EXERCISE DETAILS = Retype every entry exactly, character for character.
--- ITEMS ---
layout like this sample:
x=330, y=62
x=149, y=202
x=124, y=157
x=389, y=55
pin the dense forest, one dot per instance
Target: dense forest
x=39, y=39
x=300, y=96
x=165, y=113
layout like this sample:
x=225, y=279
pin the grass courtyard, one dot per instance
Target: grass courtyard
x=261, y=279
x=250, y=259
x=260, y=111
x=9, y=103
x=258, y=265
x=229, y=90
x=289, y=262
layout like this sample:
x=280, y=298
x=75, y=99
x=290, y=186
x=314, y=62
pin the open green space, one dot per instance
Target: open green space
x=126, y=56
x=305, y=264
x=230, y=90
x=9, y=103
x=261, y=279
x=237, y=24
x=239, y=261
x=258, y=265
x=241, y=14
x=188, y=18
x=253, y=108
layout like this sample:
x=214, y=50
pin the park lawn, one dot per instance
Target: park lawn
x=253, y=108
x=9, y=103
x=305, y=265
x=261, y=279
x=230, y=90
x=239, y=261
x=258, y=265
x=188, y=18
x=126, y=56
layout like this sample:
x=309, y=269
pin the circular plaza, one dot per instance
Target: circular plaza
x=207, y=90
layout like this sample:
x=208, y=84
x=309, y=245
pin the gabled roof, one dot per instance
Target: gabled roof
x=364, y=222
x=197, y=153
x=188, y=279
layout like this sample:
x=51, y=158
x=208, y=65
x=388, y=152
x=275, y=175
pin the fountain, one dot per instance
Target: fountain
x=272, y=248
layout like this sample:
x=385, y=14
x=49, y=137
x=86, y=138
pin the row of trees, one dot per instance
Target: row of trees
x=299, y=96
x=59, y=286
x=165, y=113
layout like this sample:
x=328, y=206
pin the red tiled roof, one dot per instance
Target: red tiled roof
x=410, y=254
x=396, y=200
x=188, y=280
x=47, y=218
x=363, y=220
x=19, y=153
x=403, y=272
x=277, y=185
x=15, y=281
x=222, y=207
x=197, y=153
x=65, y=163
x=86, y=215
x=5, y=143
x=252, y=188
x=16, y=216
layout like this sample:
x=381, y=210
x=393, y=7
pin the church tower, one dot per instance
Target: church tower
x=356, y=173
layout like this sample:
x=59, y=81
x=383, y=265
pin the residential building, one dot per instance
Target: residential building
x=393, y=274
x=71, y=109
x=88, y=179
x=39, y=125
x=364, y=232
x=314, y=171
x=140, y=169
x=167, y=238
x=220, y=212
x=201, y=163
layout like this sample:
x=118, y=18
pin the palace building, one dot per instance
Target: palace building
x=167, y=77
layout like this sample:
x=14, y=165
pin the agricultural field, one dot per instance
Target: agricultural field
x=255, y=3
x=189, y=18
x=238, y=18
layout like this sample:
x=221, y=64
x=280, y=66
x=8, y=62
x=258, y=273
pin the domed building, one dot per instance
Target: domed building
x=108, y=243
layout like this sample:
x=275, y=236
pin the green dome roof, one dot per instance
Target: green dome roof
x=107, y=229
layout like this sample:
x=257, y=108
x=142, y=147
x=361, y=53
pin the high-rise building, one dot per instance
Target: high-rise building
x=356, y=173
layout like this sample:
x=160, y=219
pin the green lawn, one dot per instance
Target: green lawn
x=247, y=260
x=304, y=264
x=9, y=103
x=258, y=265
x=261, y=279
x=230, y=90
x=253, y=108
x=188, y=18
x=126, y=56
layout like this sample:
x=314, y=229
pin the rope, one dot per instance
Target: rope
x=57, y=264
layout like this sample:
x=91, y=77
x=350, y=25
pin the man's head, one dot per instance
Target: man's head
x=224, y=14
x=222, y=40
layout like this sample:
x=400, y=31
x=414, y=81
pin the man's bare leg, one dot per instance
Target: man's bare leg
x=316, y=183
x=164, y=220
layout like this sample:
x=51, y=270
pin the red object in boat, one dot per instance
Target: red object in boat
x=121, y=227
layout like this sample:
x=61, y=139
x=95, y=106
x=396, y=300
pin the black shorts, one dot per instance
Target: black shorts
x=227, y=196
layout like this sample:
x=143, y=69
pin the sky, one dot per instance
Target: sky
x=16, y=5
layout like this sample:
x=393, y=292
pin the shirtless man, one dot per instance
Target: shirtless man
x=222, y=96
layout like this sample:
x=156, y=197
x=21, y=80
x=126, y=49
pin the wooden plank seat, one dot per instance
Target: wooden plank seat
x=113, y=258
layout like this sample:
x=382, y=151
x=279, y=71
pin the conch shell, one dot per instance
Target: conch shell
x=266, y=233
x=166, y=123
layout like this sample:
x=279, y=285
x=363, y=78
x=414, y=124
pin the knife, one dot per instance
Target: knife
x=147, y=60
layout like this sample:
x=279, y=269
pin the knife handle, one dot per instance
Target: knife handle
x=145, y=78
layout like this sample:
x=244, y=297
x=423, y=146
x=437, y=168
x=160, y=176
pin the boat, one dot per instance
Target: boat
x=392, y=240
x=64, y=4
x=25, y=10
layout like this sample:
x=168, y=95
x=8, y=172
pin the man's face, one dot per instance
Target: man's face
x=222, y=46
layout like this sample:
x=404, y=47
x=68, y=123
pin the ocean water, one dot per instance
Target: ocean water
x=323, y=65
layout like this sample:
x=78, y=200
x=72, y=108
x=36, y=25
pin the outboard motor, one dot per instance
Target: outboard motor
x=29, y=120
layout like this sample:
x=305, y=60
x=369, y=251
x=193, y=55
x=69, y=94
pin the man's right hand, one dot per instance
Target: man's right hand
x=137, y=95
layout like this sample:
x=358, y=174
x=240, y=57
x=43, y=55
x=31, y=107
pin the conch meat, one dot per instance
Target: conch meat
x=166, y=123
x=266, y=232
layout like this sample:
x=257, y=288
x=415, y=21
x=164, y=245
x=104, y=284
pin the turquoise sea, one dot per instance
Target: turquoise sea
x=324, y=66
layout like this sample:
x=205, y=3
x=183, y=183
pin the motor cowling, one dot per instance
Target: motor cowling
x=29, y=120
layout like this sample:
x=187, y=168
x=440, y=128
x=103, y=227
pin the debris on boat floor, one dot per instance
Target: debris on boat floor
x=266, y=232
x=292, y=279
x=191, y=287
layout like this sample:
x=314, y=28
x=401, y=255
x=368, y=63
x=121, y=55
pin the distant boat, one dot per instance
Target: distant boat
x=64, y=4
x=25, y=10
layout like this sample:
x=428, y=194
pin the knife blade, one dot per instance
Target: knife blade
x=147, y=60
---
TASK RESPONSE =
layout like this sample:
x=330, y=62
x=149, y=202
x=124, y=157
x=389, y=55
pin the dense forest, one dot per instance
Target: dense forest
x=39, y=39
x=300, y=96
x=165, y=113
layout like this sample:
x=225, y=279
pin the grass courtyard, one dot per instance
Target: grass courtyard
x=261, y=279
x=250, y=259
x=260, y=111
x=9, y=103
x=258, y=265
x=229, y=90
x=289, y=262
layout like this sample:
x=280, y=298
x=75, y=99
x=290, y=186
x=314, y=62
pin the open green space, one dot per instance
Target: open green space
x=126, y=56
x=305, y=264
x=230, y=90
x=9, y=103
x=261, y=279
x=237, y=24
x=239, y=261
x=258, y=265
x=241, y=14
x=188, y=18
x=253, y=108
layout like this sample:
x=214, y=50
pin the park lawn, one dot per instance
Target: park lawn
x=253, y=108
x=9, y=103
x=305, y=265
x=261, y=279
x=230, y=90
x=239, y=261
x=258, y=265
x=188, y=18
x=126, y=56
layout like this sample:
x=309, y=269
pin the circular plaza, one dot per instance
Target: circular plaza
x=207, y=90
layout like this sample:
x=208, y=84
x=309, y=245
pin the gabled roof, one dot per instance
Target: gabled roof
x=364, y=222
x=197, y=153
x=188, y=279
layout like this sample:
x=51, y=158
x=208, y=65
x=388, y=152
x=275, y=175
pin the fountain, one dot per instance
Target: fountain
x=272, y=248
layout like this sample:
x=385, y=14
x=49, y=137
x=86, y=138
pin the row of trees, one dot per instance
Target: row of trees
x=299, y=96
x=59, y=286
x=165, y=113
layout like this sample:
x=328, y=206
pin the red tiled roof, one dot per instance
Target: red tiled roof
x=410, y=254
x=396, y=200
x=188, y=280
x=47, y=218
x=363, y=220
x=19, y=153
x=403, y=272
x=277, y=185
x=15, y=281
x=222, y=207
x=197, y=153
x=65, y=163
x=86, y=215
x=5, y=143
x=252, y=188
x=16, y=216
layout like this sample:
x=381, y=210
x=393, y=7
pin the church tower, one dot per instance
Target: church tower
x=356, y=173
layout like this sample:
x=59, y=81
x=383, y=265
pin the residential building, one dot per instance
Target: residential building
x=393, y=274
x=71, y=109
x=88, y=179
x=39, y=125
x=364, y=232
x=314, y=171
x=140, y=169
x=167, y=238
x=220, y=212
x=201, y=163
layout like this sample:
x=118, y=18
pin the palace building, one dot per instance
Target: palace building
x=167, y=77
layout like this sample:
x=14, y=165
pin the agricultural field, one dot per instance
Target: agricultural field
x=255, y=3
x=189, y=18
x=238, y=18
layout like this sample:
x=221, y=64
x=280, y=66
x=8, y=62
x=258, y=273
pin the domed building, one dot per instance
Target: domed building
x=108, y=243
layout like this sample:
x=275, y=236
pin the green dome roof, one dot per instance
Target: green dome roof
x=107, y=229
layout like this sample:
x=257, y=108
x=142, y=147
x=361, y=53
pin the high-rise building, one dot per instance
Target: high-rise building
x=356, y=173
layout like this sample:
x=160, y=219
pin the green lawn, one dot per instance
Target: green lawn
x=247, y=260
x=304, y=264
x=9, y=103
x=258, y=265
x=261, y=279
x=230, y=90
x=253, y=108
x=188, y=18
x=126, y=56
layout like this sample:
x=314, y=229
pin the rope, one dot per instance
Target: rope
x=57, y=264
layout like this sample:
x=91, y=77
x=350, y=25
pin the man's head, one dot per instance
Target: man's head
x=224, y=14
x=222, y=40
layout like this sample:
x=400, y=31
x=414, y=81
pin the man's bare leg, one dot per instance
Target: man's bare leg
x=316, y=183
x=164, y=220
layout like this sample:
x=51, y=270
pin the red object in boat, one dot per instance
Target: red object in boat
x=121, y=227
layout like this sample:
x=61, y=139
x=95, y=106
x=396, y=300
pin the black shorts, one dot per instance
Target: black shorts
x=227, y=196
layout like this sample:
x=143, y=69
pin the sky, one dot per instance
Target: sky
x=16, y=5
layout like this sample:
x=393, y=292
pin the shirtless man, one dot per instance
Target: shirtless man
x=222, y=96
layout like this sample:
x=156, y=197
x=21, y=80
x=126, y=49
pin the wooden plank seat, one dot per instance
Target: wooden plank seat
x=113, y=258
layout like this sample:
x=382, y=151
x=279, y=71
pin the conch shell, one dot per instance
Target: conch shell
x=266, y=233
x=166, y=123
layout like this sample:
x=279, y=285
x=363, y=78
x=414, y=124
pin the knife, one dot per instance
Target: knife
x=147, y=60
layout like this sample:
x=279, y=269
pin the knife handle, one dot per instance
Target: knife handle
x=145, y=78
layout like this sample:
x=244, y=297
x=423, y=146
x=437, y=168
x=160, y=176
pin the boat, one dot per instance
Target: boat
x=392, y=240
x=64, y=4
x=25, y=10
layout like this sample:
x=168, y=95
x=8, y=172
pin the man's face, one dot per instance
Target: man's face
x=222, y=46
layout like this sample:
x=404, y=47
x=68, y=123
pin the ocean water, one dot per instance
Target: ocean water
x=323, y=65
layout like this sample:
x=78, y=200
x=72, y=108
x=36, y=25
pin the outboard motor, one dot per instance
Target: outboard motor
x=29, y=120
layout like this sample:
x=305, y=60
x=369, y=251
x=193, y=55
x=69, y=94
pin the man's right hand, one dot per instance
Target: man's right hand
x=137, y=95
layout like this sample:
x=358, y=174
x=240, y=57
x=43, y=55
x=31, y=107
pin the conch meat, one dot per instance
Target: conch meat
x=166, y=123
x=266, y=232
layout like this sample:
x=257, y=288
x=415, y=21
x=164, y=245
x=104, y=284
pin the turquoise sea, one dot per instance
Target: turquoise sea
x=324, y=66
layout like this sample:
x=205, y=3
x=183, y=183
pin the motor cowling, one dot per instance
Target: motor cowling
x=29, y=120
layout like this sample:
x=187, y=168
x=440, y=128
x=103, y=227
pin the debris on boat floor, one dot per instance
Target: debris on boat floor
x=266, y=232
x=292, y=279
x=191, y=287
layout like this sample:
x=314, y=28
x=401, y=255
x=368, y=63
x=121, y=55
pin the distant boat, one dot per instance
Target: distant boat
x=64, y=4
x=25, y=10
layout like this sample:
x=428, y=194
pin the knife blade, one dot per instance
Target: knife blade
x=147, y=60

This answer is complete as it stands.